**WHAT TO DO**
Put the lines starting at the one containing "[spot] the dirt" and ending at the last line of the items into a JSON list of strings, one string per line, with blank lines omitted.

------

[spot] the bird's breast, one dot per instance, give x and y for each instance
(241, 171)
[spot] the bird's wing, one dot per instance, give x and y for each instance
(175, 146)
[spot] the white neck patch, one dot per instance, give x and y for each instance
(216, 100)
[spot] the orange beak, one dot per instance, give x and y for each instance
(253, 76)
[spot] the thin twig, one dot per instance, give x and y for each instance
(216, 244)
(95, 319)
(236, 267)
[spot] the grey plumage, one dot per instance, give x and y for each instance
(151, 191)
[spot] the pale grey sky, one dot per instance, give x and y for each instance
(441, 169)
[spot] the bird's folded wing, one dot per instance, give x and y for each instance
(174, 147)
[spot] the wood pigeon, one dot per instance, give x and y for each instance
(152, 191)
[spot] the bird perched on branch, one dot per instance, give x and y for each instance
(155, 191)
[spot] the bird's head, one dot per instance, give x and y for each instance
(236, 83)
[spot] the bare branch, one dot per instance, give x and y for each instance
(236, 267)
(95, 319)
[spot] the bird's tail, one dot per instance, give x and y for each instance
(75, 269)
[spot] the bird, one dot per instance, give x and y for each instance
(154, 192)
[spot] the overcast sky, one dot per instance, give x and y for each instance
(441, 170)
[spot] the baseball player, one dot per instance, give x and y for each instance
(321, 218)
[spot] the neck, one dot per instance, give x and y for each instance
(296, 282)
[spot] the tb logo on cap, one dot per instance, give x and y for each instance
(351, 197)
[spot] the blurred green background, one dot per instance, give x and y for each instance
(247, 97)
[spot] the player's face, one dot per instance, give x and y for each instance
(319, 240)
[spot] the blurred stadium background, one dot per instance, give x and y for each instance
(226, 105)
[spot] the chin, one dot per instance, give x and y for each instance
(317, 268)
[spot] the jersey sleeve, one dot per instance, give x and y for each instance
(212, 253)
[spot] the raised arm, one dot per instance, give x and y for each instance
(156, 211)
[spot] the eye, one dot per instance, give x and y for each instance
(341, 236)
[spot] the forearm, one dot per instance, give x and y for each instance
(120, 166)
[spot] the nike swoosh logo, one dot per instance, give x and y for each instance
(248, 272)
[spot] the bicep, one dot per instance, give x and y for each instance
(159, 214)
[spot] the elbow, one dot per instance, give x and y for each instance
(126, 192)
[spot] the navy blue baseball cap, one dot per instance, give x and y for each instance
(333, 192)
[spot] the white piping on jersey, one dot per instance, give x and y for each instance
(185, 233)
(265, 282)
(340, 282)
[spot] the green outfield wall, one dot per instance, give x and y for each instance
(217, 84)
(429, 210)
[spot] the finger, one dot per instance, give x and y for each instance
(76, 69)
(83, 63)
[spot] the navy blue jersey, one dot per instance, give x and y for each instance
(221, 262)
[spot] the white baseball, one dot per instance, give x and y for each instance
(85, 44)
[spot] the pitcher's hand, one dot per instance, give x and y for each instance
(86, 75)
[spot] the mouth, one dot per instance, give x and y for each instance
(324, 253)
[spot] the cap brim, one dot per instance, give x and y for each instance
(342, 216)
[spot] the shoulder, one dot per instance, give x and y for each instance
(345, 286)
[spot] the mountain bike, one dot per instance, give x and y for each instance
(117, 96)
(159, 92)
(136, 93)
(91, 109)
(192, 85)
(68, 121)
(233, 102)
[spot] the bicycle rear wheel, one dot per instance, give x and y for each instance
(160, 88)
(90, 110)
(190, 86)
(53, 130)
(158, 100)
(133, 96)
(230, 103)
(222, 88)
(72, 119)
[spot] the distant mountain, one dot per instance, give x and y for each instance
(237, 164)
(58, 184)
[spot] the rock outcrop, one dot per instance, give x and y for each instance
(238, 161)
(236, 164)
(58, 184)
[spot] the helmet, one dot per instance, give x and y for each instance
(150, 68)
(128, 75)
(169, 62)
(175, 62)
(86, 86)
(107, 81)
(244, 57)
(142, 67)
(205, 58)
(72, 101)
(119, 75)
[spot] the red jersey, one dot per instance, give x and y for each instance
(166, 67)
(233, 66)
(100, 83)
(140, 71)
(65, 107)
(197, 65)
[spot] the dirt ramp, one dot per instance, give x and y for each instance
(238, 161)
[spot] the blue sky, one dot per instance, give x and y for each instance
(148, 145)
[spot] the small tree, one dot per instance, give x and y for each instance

------

**FULL RESPONSE**
[
  "[spot] the dirt ramp, one dot per instance, give x and y for each instance",
  "(238, 161)",
  "[spot] the blue sky, one dot per instance, give x and y for each instance",
  "(148, 145)",
  "[spot] the small tree, one dot per instance, give x and y for each instance"
]